→ Required work: Could you copy out every line of the data where the word "helmet" occurs?

→ Record set:
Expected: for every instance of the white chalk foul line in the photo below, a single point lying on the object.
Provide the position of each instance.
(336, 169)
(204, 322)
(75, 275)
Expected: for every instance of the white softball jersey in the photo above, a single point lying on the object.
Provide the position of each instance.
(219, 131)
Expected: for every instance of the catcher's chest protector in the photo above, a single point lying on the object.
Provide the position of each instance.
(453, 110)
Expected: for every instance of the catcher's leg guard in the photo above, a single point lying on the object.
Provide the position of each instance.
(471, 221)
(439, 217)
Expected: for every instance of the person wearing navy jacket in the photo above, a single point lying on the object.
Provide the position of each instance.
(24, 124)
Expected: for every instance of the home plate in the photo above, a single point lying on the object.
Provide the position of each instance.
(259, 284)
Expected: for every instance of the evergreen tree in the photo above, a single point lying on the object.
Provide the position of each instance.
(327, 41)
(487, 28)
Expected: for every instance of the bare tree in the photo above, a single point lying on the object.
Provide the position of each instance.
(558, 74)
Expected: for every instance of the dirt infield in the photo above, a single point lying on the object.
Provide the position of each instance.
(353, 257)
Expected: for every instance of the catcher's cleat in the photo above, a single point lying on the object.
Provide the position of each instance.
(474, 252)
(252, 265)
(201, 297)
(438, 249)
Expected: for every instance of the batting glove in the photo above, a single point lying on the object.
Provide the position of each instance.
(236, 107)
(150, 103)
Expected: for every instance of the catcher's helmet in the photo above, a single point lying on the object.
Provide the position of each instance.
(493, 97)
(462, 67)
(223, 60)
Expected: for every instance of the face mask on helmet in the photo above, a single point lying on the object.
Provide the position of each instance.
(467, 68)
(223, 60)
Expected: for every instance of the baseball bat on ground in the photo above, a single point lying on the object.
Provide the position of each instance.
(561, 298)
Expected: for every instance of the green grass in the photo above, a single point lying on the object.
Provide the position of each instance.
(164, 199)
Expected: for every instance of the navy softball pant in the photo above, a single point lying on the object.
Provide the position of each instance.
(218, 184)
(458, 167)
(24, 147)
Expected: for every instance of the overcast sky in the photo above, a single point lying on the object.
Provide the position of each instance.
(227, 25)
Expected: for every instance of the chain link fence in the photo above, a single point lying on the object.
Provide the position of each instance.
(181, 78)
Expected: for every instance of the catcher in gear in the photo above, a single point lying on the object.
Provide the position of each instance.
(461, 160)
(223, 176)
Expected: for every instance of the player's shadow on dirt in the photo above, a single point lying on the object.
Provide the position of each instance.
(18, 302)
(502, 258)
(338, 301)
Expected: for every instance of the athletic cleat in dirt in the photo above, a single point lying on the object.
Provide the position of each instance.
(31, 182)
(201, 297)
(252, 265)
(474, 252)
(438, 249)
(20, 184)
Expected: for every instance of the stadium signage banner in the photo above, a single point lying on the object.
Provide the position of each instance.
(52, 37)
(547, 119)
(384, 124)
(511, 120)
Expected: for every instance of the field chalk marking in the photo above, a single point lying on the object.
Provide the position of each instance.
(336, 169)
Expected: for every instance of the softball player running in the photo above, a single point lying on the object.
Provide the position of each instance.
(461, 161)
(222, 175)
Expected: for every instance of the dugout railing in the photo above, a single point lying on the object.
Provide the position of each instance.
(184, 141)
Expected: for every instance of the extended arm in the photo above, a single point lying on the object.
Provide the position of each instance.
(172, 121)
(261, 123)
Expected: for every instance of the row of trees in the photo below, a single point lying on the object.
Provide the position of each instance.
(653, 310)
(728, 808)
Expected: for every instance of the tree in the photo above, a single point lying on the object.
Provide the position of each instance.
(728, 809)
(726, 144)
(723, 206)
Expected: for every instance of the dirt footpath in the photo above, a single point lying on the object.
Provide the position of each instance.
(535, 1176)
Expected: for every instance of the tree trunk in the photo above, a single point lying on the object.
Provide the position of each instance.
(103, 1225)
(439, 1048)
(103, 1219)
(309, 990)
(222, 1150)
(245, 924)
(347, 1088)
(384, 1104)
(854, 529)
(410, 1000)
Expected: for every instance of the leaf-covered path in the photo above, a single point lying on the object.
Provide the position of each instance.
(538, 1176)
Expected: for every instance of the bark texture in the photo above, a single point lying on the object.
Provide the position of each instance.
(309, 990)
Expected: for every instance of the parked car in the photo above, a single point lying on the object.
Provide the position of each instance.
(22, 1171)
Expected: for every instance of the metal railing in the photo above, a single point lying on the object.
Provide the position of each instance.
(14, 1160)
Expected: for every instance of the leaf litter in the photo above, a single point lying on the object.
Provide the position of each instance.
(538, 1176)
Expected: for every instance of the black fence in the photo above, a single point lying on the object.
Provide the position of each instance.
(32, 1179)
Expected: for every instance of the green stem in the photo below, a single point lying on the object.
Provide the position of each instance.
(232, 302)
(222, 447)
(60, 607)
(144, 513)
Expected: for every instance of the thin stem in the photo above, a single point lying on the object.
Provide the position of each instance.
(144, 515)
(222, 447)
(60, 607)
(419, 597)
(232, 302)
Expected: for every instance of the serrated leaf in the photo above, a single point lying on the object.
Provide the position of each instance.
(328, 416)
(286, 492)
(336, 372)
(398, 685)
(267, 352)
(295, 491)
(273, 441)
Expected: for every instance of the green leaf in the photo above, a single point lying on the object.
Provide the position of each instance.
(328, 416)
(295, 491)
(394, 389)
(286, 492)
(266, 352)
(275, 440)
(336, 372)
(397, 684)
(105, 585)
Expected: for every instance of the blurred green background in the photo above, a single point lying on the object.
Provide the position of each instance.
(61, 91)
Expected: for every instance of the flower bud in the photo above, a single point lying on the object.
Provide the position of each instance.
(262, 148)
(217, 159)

→ Reply to the task:
Expected: for every instance of the catcher's helmet in the photo above, a single point lying on the object.
Expected: for every instance of the face mask on helmet in the photo above, a single point lying on the object.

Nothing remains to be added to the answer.